(Directions):
• A. Using the kernel feature list, decide whether each statement agrees with it, and answer yes or no for each, quoting the deciding words: (i) KPTI is still unfinished. (ii) The scheduler uses a round-robin approach. (iii) The kernel is a 32 bit design.
• B. Please render the lines of the records between the line holding "Annotation spec — this batch focuses on the class windshield." and the line holding "371 217 497 235", inclusive, as a JSON list of strings with one string per line and no blank lines.

(Passage given):
═══

This is an implementation of a simple 64 bit kernel for x86 processors. It's a small project just to learn how operating systems work and understand recent security meltdowns.
- Memory management
- Buddy allocator, Slab allocator
- Pagging
- Virtual memory areas (VMA)
- Transparent Huge Pages (THP)
- Page canaries, Use-after-free, Double free
- User/kernel address space
- RIDL mitigation
- Foreshadow mitigation
- KPTI (todo)
- ASLR (todo)
- Demand paging
- Process Management
- Interrupts
- Preemptive schedulling
- Syscalls
- vdso (todo)
- Many processes
- User and Kernel threads
- Opening ELF binaries
- Scheduling
- Round-robin scheduler
- IPC messaging
- Interrupts
- Multi Core
- Core pinning
- Protect kernel with locks
- Swapping
- OOM Killer
- Background deamon for swapping
This section gives a short general overview over our design by describing how the two components - OOM killer and swapping - interact together, before describing these subsystems and their data structures in more detail.

═══

(Record set):
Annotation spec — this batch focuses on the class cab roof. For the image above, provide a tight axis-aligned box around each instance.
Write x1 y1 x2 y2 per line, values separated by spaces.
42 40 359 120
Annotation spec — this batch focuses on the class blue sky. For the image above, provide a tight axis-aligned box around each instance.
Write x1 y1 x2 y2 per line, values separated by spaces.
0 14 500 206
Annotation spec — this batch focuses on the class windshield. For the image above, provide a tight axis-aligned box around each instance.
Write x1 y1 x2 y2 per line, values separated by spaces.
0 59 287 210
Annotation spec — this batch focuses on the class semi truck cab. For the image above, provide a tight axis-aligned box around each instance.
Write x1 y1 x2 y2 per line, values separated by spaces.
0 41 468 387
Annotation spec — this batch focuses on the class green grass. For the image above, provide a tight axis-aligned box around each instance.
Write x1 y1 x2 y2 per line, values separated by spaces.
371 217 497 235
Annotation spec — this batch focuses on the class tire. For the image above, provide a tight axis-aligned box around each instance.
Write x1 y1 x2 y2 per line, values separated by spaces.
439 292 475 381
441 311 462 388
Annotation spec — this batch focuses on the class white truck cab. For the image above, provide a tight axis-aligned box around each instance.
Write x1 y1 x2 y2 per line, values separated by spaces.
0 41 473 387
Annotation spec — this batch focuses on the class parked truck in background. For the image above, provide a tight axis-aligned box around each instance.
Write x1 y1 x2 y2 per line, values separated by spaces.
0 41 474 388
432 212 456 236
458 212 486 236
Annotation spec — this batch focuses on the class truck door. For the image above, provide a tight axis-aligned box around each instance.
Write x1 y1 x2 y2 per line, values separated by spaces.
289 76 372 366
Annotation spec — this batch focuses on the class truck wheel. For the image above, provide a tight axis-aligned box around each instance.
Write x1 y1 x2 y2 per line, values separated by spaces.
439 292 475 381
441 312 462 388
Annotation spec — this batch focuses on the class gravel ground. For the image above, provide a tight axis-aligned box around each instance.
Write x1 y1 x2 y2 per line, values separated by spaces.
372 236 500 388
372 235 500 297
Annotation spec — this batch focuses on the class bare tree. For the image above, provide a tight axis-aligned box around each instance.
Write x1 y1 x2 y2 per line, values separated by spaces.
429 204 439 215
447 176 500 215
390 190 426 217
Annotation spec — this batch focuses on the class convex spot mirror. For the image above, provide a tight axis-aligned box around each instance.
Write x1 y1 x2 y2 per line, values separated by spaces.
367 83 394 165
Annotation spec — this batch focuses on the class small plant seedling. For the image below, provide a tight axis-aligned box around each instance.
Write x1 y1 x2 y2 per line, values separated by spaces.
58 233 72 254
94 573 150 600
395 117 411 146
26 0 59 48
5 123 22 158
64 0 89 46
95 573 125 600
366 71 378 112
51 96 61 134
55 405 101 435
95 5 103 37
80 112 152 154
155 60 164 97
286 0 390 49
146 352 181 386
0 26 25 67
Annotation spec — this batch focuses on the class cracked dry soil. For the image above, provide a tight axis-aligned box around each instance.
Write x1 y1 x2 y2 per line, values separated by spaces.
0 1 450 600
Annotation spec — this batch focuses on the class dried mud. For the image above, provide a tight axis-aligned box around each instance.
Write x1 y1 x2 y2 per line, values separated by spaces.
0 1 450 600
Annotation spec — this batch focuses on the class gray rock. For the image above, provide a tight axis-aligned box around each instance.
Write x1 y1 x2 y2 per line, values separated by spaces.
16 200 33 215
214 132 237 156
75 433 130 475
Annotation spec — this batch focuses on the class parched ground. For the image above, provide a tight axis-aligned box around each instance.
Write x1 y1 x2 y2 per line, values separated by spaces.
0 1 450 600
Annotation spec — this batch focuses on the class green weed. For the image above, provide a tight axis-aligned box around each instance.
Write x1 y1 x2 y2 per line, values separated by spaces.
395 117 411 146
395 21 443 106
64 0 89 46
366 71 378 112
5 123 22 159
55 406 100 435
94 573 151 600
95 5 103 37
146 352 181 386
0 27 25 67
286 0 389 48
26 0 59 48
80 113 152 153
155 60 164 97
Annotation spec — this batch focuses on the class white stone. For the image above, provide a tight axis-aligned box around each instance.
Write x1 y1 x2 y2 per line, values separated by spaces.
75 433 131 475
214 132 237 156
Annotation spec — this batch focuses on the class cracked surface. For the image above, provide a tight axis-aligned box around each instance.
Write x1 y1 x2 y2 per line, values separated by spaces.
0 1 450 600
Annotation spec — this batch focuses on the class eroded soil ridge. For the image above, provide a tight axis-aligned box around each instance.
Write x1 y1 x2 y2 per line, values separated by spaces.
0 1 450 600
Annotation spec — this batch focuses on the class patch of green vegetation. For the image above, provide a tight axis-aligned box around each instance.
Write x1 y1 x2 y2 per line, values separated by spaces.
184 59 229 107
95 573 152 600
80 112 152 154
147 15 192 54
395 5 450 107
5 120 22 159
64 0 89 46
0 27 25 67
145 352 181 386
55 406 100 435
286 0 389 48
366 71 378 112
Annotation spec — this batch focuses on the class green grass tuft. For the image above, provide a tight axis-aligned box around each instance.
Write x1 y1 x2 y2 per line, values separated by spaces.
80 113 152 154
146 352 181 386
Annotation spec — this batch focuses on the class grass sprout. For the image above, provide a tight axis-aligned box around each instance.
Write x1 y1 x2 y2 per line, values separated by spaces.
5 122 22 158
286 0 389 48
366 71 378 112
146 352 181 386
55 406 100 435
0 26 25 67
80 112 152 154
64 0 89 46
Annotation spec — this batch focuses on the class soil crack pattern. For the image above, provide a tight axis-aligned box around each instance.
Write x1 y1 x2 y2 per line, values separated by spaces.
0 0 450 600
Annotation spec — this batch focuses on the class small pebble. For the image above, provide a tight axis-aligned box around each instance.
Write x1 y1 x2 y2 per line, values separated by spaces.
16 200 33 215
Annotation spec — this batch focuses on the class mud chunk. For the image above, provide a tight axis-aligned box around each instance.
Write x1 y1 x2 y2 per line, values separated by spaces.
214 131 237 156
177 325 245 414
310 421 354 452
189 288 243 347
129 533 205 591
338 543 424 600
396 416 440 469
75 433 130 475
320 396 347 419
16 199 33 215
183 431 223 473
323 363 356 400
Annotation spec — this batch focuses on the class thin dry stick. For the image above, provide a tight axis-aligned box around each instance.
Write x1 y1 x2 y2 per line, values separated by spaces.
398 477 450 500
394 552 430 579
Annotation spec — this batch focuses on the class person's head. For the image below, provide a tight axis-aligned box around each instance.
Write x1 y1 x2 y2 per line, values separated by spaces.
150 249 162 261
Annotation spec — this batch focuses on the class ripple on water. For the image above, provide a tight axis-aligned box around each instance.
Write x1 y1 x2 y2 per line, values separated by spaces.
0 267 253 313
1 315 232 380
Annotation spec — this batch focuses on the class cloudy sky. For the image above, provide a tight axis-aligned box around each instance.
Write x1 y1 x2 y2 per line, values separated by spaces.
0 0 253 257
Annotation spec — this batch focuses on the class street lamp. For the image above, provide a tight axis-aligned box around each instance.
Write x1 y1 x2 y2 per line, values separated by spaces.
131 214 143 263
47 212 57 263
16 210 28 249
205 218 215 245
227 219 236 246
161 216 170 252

═══

(Worked solutions):
• A.
(i) Yes: "KPTI (todo)"
(ii) Yes: "Round-robin scheduler"
(iii) No: "simple 64 bit kernel for x86 processors"

• B.
[
  "Annotation spec — this batch focuses on the class windshield. For the image above, provide a tight axis-aligned box around each instance.",
  "Write x1 y1 x2 y2 per line, values separated by spaces.",
  "0 59 287 210",
  "Annotation spec — this batch focuses on the class semi truck cab. For the image above, provide a tight axis-aligned box around each instance.",
  "Write x1 y1 x2 y2 per line, values separated by spaces.",
  "0 41 468 387",
  "Annotation spec — this batch focuses on the class green grass. For the image above, provide a tight axis-aligned box around each instance.",
  "Write x1 y1 x2 y2 per line, values separated by spaces.",
  "371 217 497 235"
]